EXERCISE INSTRUCTIONS: Count the lines in the rows below that contain the string "patterned", treating uppercase and lowercase letters as different. Give only the number.
** Start of SUPPLIED DATA **
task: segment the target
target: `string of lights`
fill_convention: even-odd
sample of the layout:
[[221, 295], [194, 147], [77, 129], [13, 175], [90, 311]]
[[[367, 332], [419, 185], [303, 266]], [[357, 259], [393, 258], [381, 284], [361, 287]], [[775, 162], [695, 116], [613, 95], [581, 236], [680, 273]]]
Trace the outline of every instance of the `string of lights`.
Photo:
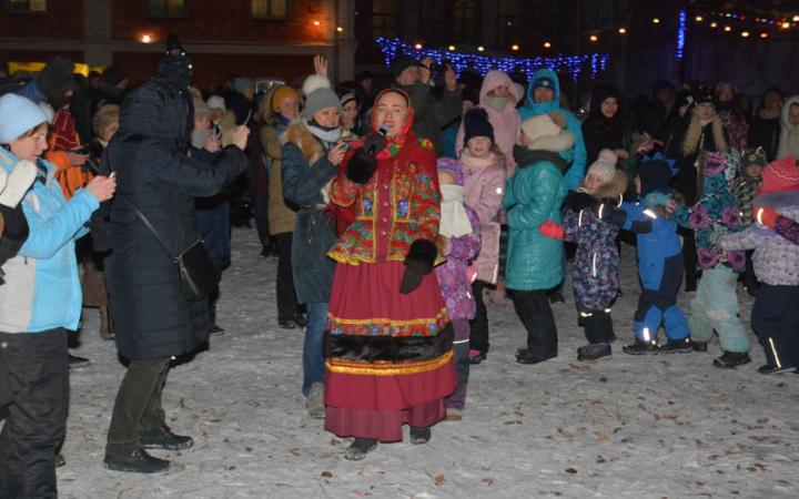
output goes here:
[[[474, 69], [478, 73], [485, 75], [488, 71], [499, 70], [507, 73], [520, 71], [527, 78], [542, 68], [552, 68], [555, 71], [566, 71], [577, 81], [580, 74], [590, 69], [590, 78], [594, 79], [599, 71], [605, 70], [610, 60], [608, 53], [588, 53], [583, 55], [553, 55], [553, 57], [533, 57], [516, 58], [510, 55], [493, 57], [483, 53], [458, 52], [455, 45], [447, 49], [425, 48], [422, 44], [411, 44], [400, 39], [387, 39], [378, 37], [375, 42], [385, 55], [385, 64], [391, 65], [397, 55], [411, 55], [415, 59], [431, 57], [433, 60], [442, 64], [445, 60], [452, 64], [455, 72], [461, 74], [466, 69]], [[482, 52], [478, 49], [478, 52]]]

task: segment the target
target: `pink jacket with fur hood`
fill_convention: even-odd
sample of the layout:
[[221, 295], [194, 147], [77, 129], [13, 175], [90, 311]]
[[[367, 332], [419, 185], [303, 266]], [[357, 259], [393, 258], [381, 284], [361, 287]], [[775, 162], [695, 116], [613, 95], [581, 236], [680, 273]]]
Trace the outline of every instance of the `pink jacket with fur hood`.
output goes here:
[[[497, 111], [486, 103], [488, 92], [499, 86], [507, 86], [510, 90], [510, 94], [516, 99], [513, 102], [508, 102], [502, 111]], [[519, 100], [519, 95], [516, 95], [516, 85], [506, 73], [502, 71], [489, 71], [483, 79], [479, 100], [479, 108], [486, 111], [488, 114], [488, 122], [494, 128], [494, 140], [496, 141], [496, 145], [503, 154], [505, 154], [507, 176], [510, 177], [516, 169], [516, 162], [513, 159], [513, 147], [516, 145], [520, 130], [519, 115], [516, 112], [516, 103]], [[464, 149], [463, 139], [464, 124], [462, 122], [455, 139], [455, 151], [458, 156], [461, 155], [461, 150]]]
[[461, 154], [465, 203], [477, 213], [481, 223], [481, 251], [475, 259], [477, 278], [496, 284], [499, 268], [499, 206], [505, 197], [505, 165], [494, 154], [472, 157]]

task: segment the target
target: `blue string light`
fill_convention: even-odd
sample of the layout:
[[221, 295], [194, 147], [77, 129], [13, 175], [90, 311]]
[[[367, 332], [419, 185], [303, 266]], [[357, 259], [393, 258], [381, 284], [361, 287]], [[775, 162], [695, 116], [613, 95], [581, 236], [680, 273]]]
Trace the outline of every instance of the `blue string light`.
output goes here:
[[680, 10], [679, 27], [677, 28], [677, 60], [681, 61], [685, 55], [685, 32], [686, 32], [686, 10]]
[[488, 71], [499, 70], [506, 73], [520, 71], [527, 75], [528, 79], [532, 79], [533, 74], [539, 69], [552, 68], [555, 71], [569, 73], [572, 78], [577, 81], [587, 67], [590, 67], [591, 79], [596, 78], [599, 71], [607, 68], [610, 60], [610, 55], [607, 53], [590, 53], [584, 55], [558, 54], [547, 58], [489, 57], [443, 49], [416, 49], [414, 45], [397, 38], [387, 39], [378, 37], [375, 39], [375, 42], [383, 51], [385, 65], [387, 67], [391, 65], [391, 62], [397, 55], [411, 55], [414, 59], [431, 57], [438, 64], [445, 59], [449, 61], [458, 75], [466, 69], [474, 69], [483, 75]]

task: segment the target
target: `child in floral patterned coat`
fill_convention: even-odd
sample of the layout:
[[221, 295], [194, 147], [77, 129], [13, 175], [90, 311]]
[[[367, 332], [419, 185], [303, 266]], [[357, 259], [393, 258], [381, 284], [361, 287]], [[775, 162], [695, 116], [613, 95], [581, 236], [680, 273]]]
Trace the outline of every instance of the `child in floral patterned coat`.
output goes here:
[[741, 230], [727, 176], [735, 172], [730, 153], [706, 153], [699, 159], [697, 200], [690, 208], [677, 210], [677, 222], [696, 234], [698, 265], [702, 278], [691, 301], [688, 325], [697, 352], [706, 352], [714, 330], [719, 336], [722, 355], [714, 366], [734, 368], [751, 361], [749, 336], [738, 318], [736, 282], [746, 267], [741, 251], [724, 251], [720, 242], [729, 233]]
[[475, 316], [469, 262], [481, 248], [479, 218], [464, 202], [464, 174], [461, 164], [449, 157], [438, 160], [438, 183], [442, 191], [442, 215], [438, 233], [446, 241], [445, 264], [435, 268], [444, 302], [455, 333], [453, 354], [458, 384], [446, 398], [446, 420], [459, 421], [466, 403], [469, 374], [469, 320]]
[[[732, 185], [732, 196], [736, 200], [740, 213], [742, 228], [751, 225], [751, 208], [755, 200], [755, 191], [762, 183], [762, 167], [766, 166], [766, 151], [762, 147], [747, 149], [741, 152], [740, 166]], [[752, 266], [752, 249], [746, 252], [746, 269], [741, 274], [741, 284], [747, 293], [755, 296], [760, 283], [755, 276]]]
[[616, 339], [610, 306], [619, 291], [619, 254], [616, 236], [619, 227], [603, 221], [595, 207], [605, 200], [620, 202], [627, 190], [627, 175], [616, 170], [618, 157], [610, 150], [588, 169], [583, 185], [564, 202], [565, 240], [577, 244], [573, 287], [579, 322], [588, 345], [577, 349], [577, 360], [609, 358], [610, 343]]

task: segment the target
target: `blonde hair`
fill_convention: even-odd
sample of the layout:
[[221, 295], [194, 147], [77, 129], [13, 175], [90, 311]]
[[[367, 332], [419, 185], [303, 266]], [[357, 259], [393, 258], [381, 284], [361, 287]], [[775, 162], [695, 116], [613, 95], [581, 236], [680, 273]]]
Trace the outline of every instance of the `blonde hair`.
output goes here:
[[[716, 144], [716, 152], [729, 152], [729, 145], [727, 139], [724, 136], [724, 124], [718, 113], [714, 114], [710, 119], [712, 123], [714, 143]], [[688, 123], [688, 130], [686, 131], [685, 139], [682, 140], [682, 155], [690, 156], [696, 153], [699, 149], [699, 139], [701, 139], [702, 125], [697, 114], [697, 108], [691, 111], [691, 119]]]

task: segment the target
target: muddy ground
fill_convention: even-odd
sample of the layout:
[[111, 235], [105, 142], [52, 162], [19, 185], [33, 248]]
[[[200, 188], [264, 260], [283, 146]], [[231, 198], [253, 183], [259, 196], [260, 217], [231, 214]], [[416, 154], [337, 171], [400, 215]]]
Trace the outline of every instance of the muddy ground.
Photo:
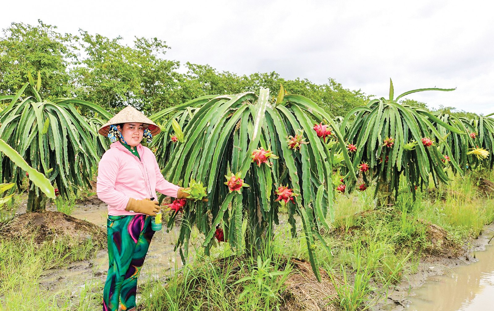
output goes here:
[[[54, 205], [48, 206], [46, 209], [54, 211], [56, 207]], [[21, 215], [25, 213], [25, 210], [26, 203], [22, 203], [16, 214]], [[79, 202], [71, 216], [79, 220], [87, 221], [95, 225], [95, 231], [101, 230], [101, 232], [106, 233], [106, 205], [96, 196], [90, 196], [83, 202]], [[177, 226], [175, 226], [168, 233], [162, 230], [155, 234], [146, 257], [146, 264], [141, 271], [141, 279], [151, 277], [160, 278], [164, 281], [169, 275], [166, 271], [171, 271], [180, 267], [180, 256], [173, 250], [177, 237]], [[436, 230], [432, 229], [432, 231]], [[494, 232], [494, 225], [486, 226], [484, 231]], [[421, 286], [430, 276], [443, 274], [458, 265], [476, 262], [477, 260], [472, 255], [472, 252], [484, 250], [491, 237], [487, 234], [481, 234], [478, 238], [464, 245], [464, 251], [461, 255], [455, 254], [452, 256], [452, 254], [437, 254], [423, 259], [417, 273], [409, 275], [405, 280], [389, 290], [387, 298], [383, 299], [371, 310], [375, 311], [405, 310], [410, 303], [408, 297], [411, 289]], [[431, 239], [433, 241], [433, 236], [431, 237]], [[57, 291], [69, 284], [82, 285], [91, 280], [100, 280], [104, 282], [108, 269], [107, 256], [106, 250], [103, 249], [99, 251], [94, 259], [72, 263], [67, 267], [47, 271], [41, 280], [41, 284], [47, 290]], [[299, 282], [293, 283], [298, 284], [296, 286], [300, 285], [298, 284]]]
[[[469, 265], [478, 261], [476, 252], [485, 250], [486, 245], [493, 236], [494, 223], [484, 226], [479, 237], [464, 245], [462, 254], [447, 258], [430, 256], [420, 261], [417, 273], [409, 275], [388, 293], [388, 297], [375, 306], [375, 311], [402, 311], [410, 304], [408, 299], [411, 290], [420, 287], [428, 277], [444, 274], [459, 265]], [[494, 242], [494, 239], [491, 241]]]

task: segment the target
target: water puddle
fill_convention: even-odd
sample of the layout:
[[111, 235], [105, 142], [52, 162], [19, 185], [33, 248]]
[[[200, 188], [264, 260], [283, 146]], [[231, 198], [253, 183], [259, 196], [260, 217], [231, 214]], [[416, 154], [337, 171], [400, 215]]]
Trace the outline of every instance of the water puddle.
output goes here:
[[[483, 237], [494, 234], [492, 225]], [[494, 297], [494, 239], [486, 241], [485, 250], [471, 254], [478, 260], [449, 270], [444, 275], [429, 277], [419, 288], [411, 291], [411, 303], [406, 311], [474, 311], [492, 310]]]
[[[71, 216], [87, 220], [106, 230], [108, 209], [104, 203], [94, 202], [78, 205]], [[139, 280], [141, 282], [148, 277], [163, 276], [164, 271], [173, 271], [182, 266], [180, 254], [173, 250], [178, 229], [178, 226], [175, 226], [169, 233], [164, 228], [155, 233], [141, 270]], [[83, 284], [89, 279], [100, 280], [104, 283], [108, 269], [108, 253], [106, 250], [102, 250], [93, 259], [45, 271], [40, 283], [47, 290], [58, 291], [71, 285]]]

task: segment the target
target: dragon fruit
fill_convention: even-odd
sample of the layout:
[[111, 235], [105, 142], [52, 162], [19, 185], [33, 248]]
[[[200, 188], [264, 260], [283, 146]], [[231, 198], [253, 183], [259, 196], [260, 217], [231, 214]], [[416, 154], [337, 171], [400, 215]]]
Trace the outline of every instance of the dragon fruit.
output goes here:
[[223, 229], [219, 226], [216, 226], [216, 231], [214, 232], [214, 237], [218, 240], [218, 242], [225, 241], [225, 234], [223, 232]]
[[189, 190], [184, 189], [183, 192], [189, 194], [187, 197], [189, 199], [192, 199], [194, 201], [202, 200], [207, 196], [206, 193], [207, 187], [204, 187], [203, 182], [200, 181], [196, 181], [193, 179], [191, 179], [189, 183]]
[[388, 137], [384, 140], [384, 141], [382, 143], [382, 145], [385, 147], [390, 148], [393, 147], [393, 145], [395, 144], [395, 139], [391, 138], [391, 137]]
[[352, 144], [348, 144], [346, 149], [348, 150], [348, 152], [355, 152], [357, 151], [357, 147]]
[[294, 137], [290, 135], [287, 137], [288, 138], [288, 140], [287, 140], [287, 143], [288, 144], [288, 149], [300, 150], [300, 147], [302, 145], [309, 143], [305, 141], [305, 138], [303, 138], [302, 136], [304, 133], [303, 130], [298, 129], [297, 130], [297, 132], [298, 132], [298, 134], [296, 133]]
[[322, 137], [325, 143], [326, 142], [326, 136], [331, 135], [331, 129], [332, 129], [329, 127], [329, 125], [327, 124], [323, 125], [322, 122], [318, 124], [315, 124], [314, 126], [314, 130], [316, 131], [317, 136], [318, 137]]
[[170, 204], [167, 204], [165, 205], [166, 208], [169, 208], [171, 210], [175, 212], [180, 212], [182, 210], [184, 206], [187, 203], [186, 199], [176, 199]]
[[242, 175], [240, 172], [235, 174], [233, 173], [230, 174], [229, 176], [227, 175], [225, 175], [227, 181], [224, 183], [225, 185], [228, 186], [228, 190], [230, 193], [236, 191], [240, 194], [241, 193], [241, 191], [243, 187], [250, 187], [244, 183], [244, 180], [240, 178], [240, 176]]
[[367, 172], [369, 170], [369, 168], [370, 168], [370, 167], [369, 166], [369, 165], [367, 163], [362, 163], [360, 164], [358, 167], [359, 168], [359, 170], [361, 172]]
[[270, 158], [277, 159], [279, 157], [276, 155], [273, 155], [272, 151], [269, 150], [264, 150], [264, 148], [261, 147], [254, 150], [252, 153], [252, 156], [250, 156], [250, 157], [252, 158], [252, 161], [256, 162], [257, 167], [259, 167], [263, 163], [265, 163], [268, 166], [272, 167], [271, 163], [268, 162], [268, 159]]
[[425, 147], [430, 147], [432, 146], [432, 144], [434, 143], [429, 137], [424, 137], [421, 140], [422, 140], [422, 143]]
[[298, 195], [298, 194], [293, 193], [293, 189], [290, 189], [286, 186], [280, 186], [278, 187], [278, 189], [275, 190], [275, 193], [278, 196], [275, 201], [282, 200], [285, 204], [286, 204], [288, 200], [294, 203], [295, 197]]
** End of SUPPLIED DATA **
WRITTEN SOLUTION: 2